## TEXTO FORNECIDO
╔══

Queridos leitores do blog do Educandário Humberto de Campos,
Hoje, mergulhamos na emocionante história de um dos espaços mais emblemáticos da Cidade da Fraternidade e do Educandário Humberto de Campos: a Cozinha Coletiva, carinhosamente chamada de “Coletiva”. Esta narrativa chega até nós pelas memórias vívidas de Romilda Rinco, uma das pioneiras da comunidade, primeira diretora do EHC, cujos relatos em áudio, feitos por ela à equipe de comunicação em junho de 2025, foram verdadeiros tesouros sobre a nossa fundação.
Romilda se aproximava dos 90 anos. Com a mente já cansada, mas com muita sensibilidade, ela se dispôs a narrar como nasceu e por que nasceu esse espaço que viria a se tornar um coração da vida comunitária.
A chegada e os primeiros passos (Maio de 1964)
A história da Coletiva começa em maio de 1964, quando Romilda e seu esposo, Andaralécio, deixaram a cidade de Espírito Santo do Pinhal (SP) e chegaram ao Planalto Central, no município de Alto Paraíso de Goiás. O local, imerso no cerrado, tinha a missão de construir uma cidade dedicada ao acolhimento de crianças em situação de vulnerabilidade, atendendo a um pedido da OSCAL.

╚══

## DADOS DE ENTRADA
╔══

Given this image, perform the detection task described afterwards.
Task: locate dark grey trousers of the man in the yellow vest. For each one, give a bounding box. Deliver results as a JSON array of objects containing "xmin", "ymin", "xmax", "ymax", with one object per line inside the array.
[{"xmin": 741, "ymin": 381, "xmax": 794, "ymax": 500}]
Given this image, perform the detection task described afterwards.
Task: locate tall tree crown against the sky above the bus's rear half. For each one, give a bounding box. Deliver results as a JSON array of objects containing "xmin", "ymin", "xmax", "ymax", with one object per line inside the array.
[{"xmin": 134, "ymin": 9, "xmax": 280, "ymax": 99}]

╚══
╔══

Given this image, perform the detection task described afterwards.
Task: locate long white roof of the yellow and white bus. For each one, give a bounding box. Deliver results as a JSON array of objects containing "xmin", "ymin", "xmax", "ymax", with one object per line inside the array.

╚══

## SUAS TAREFAS
**a)** Responda às perguntas abaixo sobre o texto da Cozinha Coletiva, marcando cada resposta com (i), (ii) ou (iii):
(i) Em que mês e ano Romilda Rinco gravou seus relatos em áudio para a equipe de comunicação?
(ii) De que cidade Romilda e Andaralécio partiram em maio de 1964?
(iii) Em que município do Planalto Central o casal chegou?
**b)** Dê continuidade ao texto sobre a Cozinha Coletiva a partir do ponto em que ele termina.

## RESPOSTAS
**a)**
(i) Junho de 2025.
(ii) Espírito Santo do Pinhal (SP).
(iii) Alto Paraíso de Goiás.

**b)**
Nelson, o primeiro a chegar, vivia sozinho num pequeno barraco de madeira com um fogão a lenha. José Carlos Arantes, que o acompanhara por um tempo, já havia partido. E foi com Nelson que começaram a cozinhar juntos — para evitar o trabalho dobrado das “comidinhas separadas”, apesar das diferenças de gosto. Este simples gesto deu origem à semente da nossa Cozinha Coletiva.
Romilda lembra que, em 1967, já tinham uma casa de alvenaria construída. A observação atenta das necessidades da vida comunitária preparava o terreno para o nascimento de um espaço comum de alimentação e encontro.
O nascimento da Cozinha Coletiva Irmã Veneranda
Com o tempo, o hábito de comerem juntos revelou-se um momento valioso de convivência. Conversas, cantos e sorrisos tornaram aquele local alegre e significativo para todos. Assim nasceu a ideia de uma “cozinha coletiva”. Como já existia o centro chamado Grupo da Fraternidade Irmã Veneranda, decidiu-se manter esse nome: Cozinha Coletiva Irmã Veneranda.
A horta da comunidade Recífra já começava a produzir fartamente, enviando verduras e legumes, e todos passaram a comer um pouco melhor.
Desafios e organização
Com o crescimento da comunidade, vieram também os desafios. Um dos pontos que exigiu bastante diálogo foi a alimentação: havia uma diretriz para que não se consumisse carne. Enquanto alguns hábitos eram facilmente adaptados, a ausência de carne foi sentida por muitos, o que demandou um trabalho coletivo de sensibilização e conscientização sobre hábitos alimentares mais saudáveis.
Apesar disso, o espírito de aprendizado e transformação era forte. “Estávamos todos aqui para aprender uma vida nova, mais coletiva e simples”, relembra Romilda.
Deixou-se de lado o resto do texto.